### BRIEF
List each line in the listing below that contains the string "monk". Case counts.

[Lines of data]
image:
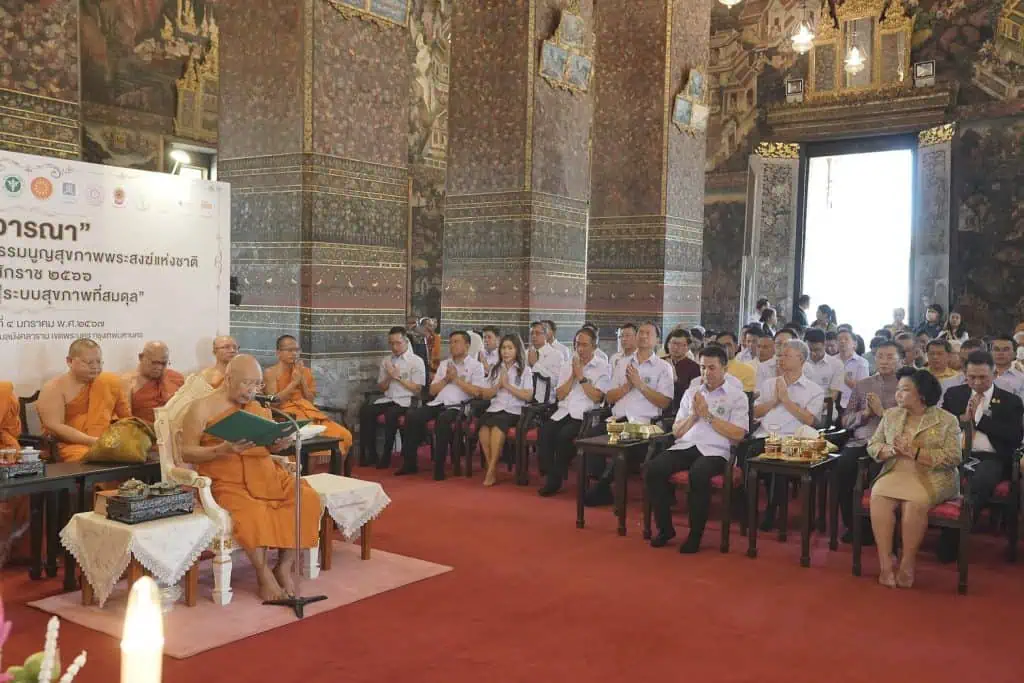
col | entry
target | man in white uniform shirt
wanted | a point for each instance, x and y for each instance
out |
(489, 356)
(400, 378)
(628, 344)
(854, 367)
(713, 416)
(784, 403)
(458, 380)
(642, 386)
(545, 360)
(562, 349)
(582, 384)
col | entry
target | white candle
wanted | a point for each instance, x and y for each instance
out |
(142, 642)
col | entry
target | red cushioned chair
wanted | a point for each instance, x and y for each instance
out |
(954, 514)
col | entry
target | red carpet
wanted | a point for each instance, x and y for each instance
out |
(532, 598)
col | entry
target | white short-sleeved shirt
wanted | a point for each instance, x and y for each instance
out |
(469, 370)
(411, 369)
(856, 366)
(577, 401)
(656, 374)
(804, 392)
(827, 373)
(727, 402)
(549, 364)
(505, 400)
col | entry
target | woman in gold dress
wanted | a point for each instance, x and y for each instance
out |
(919, 444)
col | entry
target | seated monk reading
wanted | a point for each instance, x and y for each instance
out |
(152, 384)
(295, 388)
(79, 406)
(224, 348)
(13, 513)
(250, 482)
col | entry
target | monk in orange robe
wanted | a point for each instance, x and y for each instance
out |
(13, 513)
(295, 388)
(79, 406)
(250, 482)
(153, 383)
(224, 348)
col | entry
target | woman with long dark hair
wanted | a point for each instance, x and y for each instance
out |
(510, 386)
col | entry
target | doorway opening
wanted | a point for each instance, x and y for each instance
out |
(857, 236)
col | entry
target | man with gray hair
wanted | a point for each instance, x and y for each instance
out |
(784, 403)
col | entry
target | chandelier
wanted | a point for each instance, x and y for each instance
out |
(854, 62)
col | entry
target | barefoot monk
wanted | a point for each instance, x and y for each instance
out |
(250, 482)
(79, 406)
(153, 383)
(295, 387)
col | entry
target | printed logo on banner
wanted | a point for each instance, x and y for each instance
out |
(12, 185)
(94, 195)
(42, 188)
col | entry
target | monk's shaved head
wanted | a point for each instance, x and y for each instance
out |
(80, 346)
(224, 348)
(244, 379)
(154, 359)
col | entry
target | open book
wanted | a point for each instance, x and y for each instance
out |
(243, 426)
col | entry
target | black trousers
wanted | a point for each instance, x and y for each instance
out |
(659, 489)
(368, 429)
(556, 447)
(416, 432)
(846, 478)
(986, 476)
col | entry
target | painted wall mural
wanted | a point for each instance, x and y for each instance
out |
(978, 47)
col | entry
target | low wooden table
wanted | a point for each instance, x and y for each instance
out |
(318, 444)
(621, 454)
(811, 475)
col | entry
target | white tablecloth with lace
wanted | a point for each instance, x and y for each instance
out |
(167, 548)
(351, 503)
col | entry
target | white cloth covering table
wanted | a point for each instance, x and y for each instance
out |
(166, 548)
(350, 505)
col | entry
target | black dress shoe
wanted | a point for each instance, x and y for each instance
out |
(663, 539)
(690, 546)
(599, 495)
(549, 489)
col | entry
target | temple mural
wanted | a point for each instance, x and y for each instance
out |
(430, 33)
(977, 47)
(988, 241)
(145, 66)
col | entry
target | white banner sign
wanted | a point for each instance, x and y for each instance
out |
(117, 255)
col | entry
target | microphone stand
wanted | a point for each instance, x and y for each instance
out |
(296, 602)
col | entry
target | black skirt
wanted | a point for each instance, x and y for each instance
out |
(502, 420)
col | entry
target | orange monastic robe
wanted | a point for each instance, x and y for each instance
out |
(259, 494)
(13, 513)
(92, 411)
(301, 409)
(154, 394)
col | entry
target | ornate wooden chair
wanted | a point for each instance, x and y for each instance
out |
(173, 468)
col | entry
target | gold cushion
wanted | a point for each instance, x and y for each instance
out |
(127, 440)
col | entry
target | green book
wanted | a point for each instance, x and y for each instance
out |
(243, 426)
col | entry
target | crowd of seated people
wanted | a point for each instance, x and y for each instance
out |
(903, 400)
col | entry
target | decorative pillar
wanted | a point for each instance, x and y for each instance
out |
(647, 210)
(515, 223)
(930, 241)
(314, 142)
(40, 92)
(769, 264)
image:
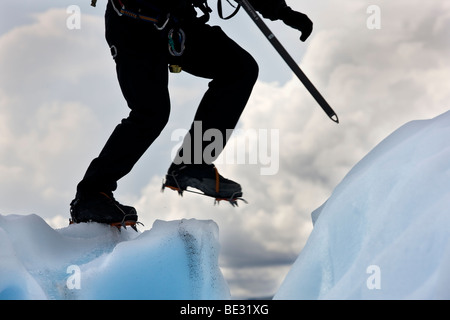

### OUTPUT BELOW
target | seated monk reading
target | monk in orange robe
target | barefoot monk
target | monk's shaved head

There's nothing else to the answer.